> **SELECTED EXTRACT**
======

HR directors and pensions managers at the National Association of Pension Funds (NAPF) Conference in Manchester were yesterday warned to “get on with it” when it comes to pensions auto-enrolment, by the head of pensions at one of the UK’s biggest pub chains.

Simon Belton, head of pensions policy at the Spirit Pub Company, which operates brands including Wacky Warehouse, Taylor Walker and Fayre and Square, told delegates: “Our staging date for auto-enrolment is in February 2013. When you strip it back, we are less than a year away from the start of auto-enrolment, and this time next year the pensions advisers will be maxed out – as will NEST – so you need to get on with it now. We need to set an example as a large employer.”

NEST (National Employee Savings Trust) schemes have been commissioned by the Government as a savings option whereby employers pay 3% and staff pay 4% of their earnings into the pensions fund, following auto-enrolment. Employees will receive a further 1% contribution through tax savings.

The company, which employs 16,000 staff in its bars and restaurants, as well as 3,000 in its head office, currently has a stakeholder scheme for its team members in branches and a salary sacrifice arrangement for head office employees.

======

> **SET EXERCISE 1**
Return the part of the pensions auto-enrolment article starting with "HR directors and" and going on through "biggest pub chains.", copied word for word.
> **SET EXERCISE 2**
List every line of the records below that contains the string "query", treating uppercase and lowercase as different.

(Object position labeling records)
======

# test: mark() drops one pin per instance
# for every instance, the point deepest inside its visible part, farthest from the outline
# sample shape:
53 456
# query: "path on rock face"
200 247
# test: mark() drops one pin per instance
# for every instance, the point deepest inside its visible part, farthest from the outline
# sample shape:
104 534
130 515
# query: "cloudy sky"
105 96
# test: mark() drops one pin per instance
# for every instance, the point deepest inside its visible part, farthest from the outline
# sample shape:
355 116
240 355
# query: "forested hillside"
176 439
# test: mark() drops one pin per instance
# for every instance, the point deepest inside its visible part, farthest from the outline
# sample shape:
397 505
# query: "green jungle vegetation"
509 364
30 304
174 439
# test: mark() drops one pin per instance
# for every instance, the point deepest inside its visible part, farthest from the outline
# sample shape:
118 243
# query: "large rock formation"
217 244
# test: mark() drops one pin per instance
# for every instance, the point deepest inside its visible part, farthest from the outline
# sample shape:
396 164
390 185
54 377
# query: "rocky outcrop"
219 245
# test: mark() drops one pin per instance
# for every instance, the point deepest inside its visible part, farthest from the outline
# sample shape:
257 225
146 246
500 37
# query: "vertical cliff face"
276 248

======

> **OUTPUT 1**
HR directors and pensions managers at the National Association of Pension Funds (NAPF) Conference in Manchester were yesterday warned to “get on with it” when it comes to pensions auto-enrolment, by the head of pensions at one of the UK’s biggest pub chains.

> **OUTPUT 2**
# query: "path on rock face"
# query: "cloudy sky"
# query: "forested hillside"
# query: "green jungle vegetation"
# query: "large rock formation"
# query: "rocky outcrop"
# query: "vertical cliff face"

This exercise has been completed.